**Dataset excerpt:**
╔══

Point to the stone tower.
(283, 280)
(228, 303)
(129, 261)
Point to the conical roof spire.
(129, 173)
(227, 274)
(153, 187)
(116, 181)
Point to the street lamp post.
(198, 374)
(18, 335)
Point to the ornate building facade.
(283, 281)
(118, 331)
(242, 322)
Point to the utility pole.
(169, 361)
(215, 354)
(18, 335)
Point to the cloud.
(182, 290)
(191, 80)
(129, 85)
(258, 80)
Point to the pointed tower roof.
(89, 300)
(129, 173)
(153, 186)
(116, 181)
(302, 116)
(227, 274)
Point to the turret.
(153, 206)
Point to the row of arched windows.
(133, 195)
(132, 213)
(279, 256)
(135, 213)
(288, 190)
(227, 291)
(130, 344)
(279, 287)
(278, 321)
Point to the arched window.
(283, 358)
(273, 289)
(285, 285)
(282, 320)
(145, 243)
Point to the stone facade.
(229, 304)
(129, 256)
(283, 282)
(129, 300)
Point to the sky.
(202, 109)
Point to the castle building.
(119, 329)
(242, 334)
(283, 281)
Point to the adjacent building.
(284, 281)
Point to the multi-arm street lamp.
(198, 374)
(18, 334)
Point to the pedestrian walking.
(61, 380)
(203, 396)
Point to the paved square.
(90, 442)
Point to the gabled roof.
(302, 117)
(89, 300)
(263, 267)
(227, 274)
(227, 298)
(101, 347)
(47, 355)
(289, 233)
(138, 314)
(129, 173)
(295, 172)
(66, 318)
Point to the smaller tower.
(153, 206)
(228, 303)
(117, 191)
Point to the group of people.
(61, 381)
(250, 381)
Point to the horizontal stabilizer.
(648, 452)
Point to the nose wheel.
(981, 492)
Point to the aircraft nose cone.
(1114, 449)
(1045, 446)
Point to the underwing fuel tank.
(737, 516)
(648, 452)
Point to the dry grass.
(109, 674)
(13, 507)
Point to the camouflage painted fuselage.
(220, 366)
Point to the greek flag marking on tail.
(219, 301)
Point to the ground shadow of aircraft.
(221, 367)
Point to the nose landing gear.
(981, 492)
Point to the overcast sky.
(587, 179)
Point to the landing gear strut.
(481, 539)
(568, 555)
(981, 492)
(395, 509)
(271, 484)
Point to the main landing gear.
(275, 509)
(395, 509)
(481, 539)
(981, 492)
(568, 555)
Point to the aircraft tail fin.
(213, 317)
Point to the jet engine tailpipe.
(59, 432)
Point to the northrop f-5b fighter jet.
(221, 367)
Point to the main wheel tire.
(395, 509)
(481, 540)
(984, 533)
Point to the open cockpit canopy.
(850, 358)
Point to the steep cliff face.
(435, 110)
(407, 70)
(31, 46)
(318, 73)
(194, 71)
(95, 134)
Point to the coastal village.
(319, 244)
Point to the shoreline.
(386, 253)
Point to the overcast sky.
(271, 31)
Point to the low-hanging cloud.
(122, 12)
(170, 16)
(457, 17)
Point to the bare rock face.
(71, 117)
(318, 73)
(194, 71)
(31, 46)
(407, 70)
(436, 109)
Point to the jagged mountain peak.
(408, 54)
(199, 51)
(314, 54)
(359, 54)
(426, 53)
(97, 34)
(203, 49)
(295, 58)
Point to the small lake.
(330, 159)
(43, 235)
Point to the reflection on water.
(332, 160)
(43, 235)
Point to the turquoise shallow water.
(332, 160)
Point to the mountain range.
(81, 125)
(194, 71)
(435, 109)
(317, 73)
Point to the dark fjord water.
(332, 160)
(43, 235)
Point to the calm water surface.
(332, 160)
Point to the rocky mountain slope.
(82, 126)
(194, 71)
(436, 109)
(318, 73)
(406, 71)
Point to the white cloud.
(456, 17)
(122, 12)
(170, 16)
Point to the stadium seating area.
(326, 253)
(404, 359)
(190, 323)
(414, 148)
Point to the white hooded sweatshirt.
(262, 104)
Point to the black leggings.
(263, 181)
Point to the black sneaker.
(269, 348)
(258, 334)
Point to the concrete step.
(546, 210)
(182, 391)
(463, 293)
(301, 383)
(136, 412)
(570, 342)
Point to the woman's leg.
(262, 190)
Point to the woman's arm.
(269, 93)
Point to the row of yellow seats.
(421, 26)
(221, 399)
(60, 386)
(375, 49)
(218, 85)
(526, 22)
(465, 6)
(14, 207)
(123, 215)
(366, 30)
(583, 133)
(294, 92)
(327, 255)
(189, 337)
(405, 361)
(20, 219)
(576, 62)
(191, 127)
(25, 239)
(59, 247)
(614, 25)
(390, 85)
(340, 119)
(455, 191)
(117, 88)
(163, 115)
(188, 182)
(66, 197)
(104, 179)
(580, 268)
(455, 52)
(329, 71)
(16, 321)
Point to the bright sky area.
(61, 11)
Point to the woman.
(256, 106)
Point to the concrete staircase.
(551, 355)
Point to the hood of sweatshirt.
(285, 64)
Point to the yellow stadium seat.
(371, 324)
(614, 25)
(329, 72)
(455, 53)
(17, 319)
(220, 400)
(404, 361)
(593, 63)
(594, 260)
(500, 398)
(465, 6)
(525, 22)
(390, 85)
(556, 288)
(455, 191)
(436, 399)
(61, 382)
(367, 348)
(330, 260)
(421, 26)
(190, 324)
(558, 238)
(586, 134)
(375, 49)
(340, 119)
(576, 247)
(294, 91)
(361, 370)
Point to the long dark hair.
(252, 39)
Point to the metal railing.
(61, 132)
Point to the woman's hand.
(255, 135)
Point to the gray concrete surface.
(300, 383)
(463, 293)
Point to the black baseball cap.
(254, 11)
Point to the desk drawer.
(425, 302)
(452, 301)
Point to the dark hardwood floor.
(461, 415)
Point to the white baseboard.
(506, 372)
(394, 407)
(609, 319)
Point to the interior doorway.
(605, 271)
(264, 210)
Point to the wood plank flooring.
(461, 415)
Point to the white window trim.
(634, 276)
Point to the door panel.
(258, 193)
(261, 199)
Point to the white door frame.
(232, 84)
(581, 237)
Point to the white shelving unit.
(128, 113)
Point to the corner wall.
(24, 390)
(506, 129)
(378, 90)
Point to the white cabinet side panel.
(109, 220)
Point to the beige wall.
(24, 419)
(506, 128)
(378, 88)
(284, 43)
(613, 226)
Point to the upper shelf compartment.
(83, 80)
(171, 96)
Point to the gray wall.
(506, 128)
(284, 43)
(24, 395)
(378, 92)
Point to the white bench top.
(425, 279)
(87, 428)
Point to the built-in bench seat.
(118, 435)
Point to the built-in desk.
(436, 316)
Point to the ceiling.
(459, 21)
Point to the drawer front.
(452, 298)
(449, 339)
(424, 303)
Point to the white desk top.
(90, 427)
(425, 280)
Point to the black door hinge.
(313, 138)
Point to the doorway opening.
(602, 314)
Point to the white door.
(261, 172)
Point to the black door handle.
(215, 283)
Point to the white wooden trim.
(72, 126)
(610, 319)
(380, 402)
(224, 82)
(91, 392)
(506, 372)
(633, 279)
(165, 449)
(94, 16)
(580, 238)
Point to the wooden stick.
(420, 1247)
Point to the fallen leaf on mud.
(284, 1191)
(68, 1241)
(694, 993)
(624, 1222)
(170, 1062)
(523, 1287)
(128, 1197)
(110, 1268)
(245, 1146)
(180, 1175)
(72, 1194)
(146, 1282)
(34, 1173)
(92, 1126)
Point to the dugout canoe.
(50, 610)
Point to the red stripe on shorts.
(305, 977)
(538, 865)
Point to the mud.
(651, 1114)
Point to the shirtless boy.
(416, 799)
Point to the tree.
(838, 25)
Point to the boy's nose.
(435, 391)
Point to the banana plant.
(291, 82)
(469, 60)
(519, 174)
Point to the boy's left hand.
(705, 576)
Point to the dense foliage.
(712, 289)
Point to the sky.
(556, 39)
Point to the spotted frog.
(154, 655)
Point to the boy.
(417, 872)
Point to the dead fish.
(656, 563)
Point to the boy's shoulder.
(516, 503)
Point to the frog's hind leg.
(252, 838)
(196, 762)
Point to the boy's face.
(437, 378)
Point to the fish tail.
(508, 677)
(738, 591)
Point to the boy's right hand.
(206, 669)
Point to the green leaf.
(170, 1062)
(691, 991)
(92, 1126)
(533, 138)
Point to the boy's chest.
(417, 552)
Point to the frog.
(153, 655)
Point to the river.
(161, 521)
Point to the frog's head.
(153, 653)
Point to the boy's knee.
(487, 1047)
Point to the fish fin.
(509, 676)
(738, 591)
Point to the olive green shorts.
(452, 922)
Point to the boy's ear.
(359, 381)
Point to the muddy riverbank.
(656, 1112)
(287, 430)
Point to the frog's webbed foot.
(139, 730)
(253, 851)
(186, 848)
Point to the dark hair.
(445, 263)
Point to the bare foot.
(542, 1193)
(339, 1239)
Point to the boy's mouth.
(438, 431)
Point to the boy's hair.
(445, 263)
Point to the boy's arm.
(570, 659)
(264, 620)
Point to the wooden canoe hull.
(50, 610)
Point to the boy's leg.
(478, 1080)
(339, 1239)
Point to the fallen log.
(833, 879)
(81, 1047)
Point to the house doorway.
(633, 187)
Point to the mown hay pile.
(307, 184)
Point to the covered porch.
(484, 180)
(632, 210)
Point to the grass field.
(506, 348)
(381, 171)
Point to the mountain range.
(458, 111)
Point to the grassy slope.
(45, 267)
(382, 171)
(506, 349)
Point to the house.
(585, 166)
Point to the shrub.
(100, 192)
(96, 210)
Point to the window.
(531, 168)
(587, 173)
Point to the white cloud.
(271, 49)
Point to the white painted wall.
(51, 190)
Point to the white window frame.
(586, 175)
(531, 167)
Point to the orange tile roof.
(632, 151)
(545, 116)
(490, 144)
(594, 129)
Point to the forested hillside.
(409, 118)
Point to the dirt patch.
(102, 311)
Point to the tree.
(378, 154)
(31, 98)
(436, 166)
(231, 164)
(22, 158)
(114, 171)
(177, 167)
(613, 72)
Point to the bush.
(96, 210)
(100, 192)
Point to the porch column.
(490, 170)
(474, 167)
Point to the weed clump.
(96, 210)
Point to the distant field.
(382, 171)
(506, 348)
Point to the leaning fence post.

╚══

**EXERCISE DIRECTIONS:** Rewrite the data as a Markdown table with the columns Row and Line, starting at the line with "Point to the shrub." and continuing through the end of the data. Give each line its own numbered row and omit blank lines.

**THE REPLY:**
| Row | Line |
|---|---|
| 1 | Point to the shrub. |
| 2 | (100, 192) |
| 3 | (96, 210) |
| 4 | Point to the window. |
| 5 | (531, 168) |
| 6 | (587, 173) |
| 7 | Point to the white cloud. |
| 8 | (271, 49) |
| 9 | Point to the white painted wall. |
| 10 | (51, 190) |
| 11 | Point to the white window frame. |
| 12 | (586, 175) |
| 13 | (531, 167) |
| 14 | Point to the orange tile roof. |
| 15 | (632, 151) |
| 16 | (545, 116) |
| 17 | (490, 144) |
| 18 | (594, 129) |
| 19 | Point to the forested hillside. |
| 20 | (409, 118) |
| 21 | Point to the dirt patch. |
| 22 | (102, 311) |
| 23 | Point to the tree. |
| 24 | (378, 154) |
| 25 | (31, 98) |
| 26 | (436, 166) |
| 27 | (231, 164) |
| 28 | (22, 158) |
| 29 | (114, 171) |
| 30 | (177, 167) |
| 31 | (613, 72) |
| 32 | Point to the bush. |
| 33 | (96, 210) |
| 34 | (100, 192) |
| 35 | Point to the porch column. |
| 36 | (490, 170) |
| 37 | (474, 167) |
| 38 | Point to the weed clump. |
| 39 | (96, 210) |
| 40 | Point to the distant field. |
| 41 | (382, 171) |
| 42 | (506, 348) |
| 43 | Point to the leaning fence post. |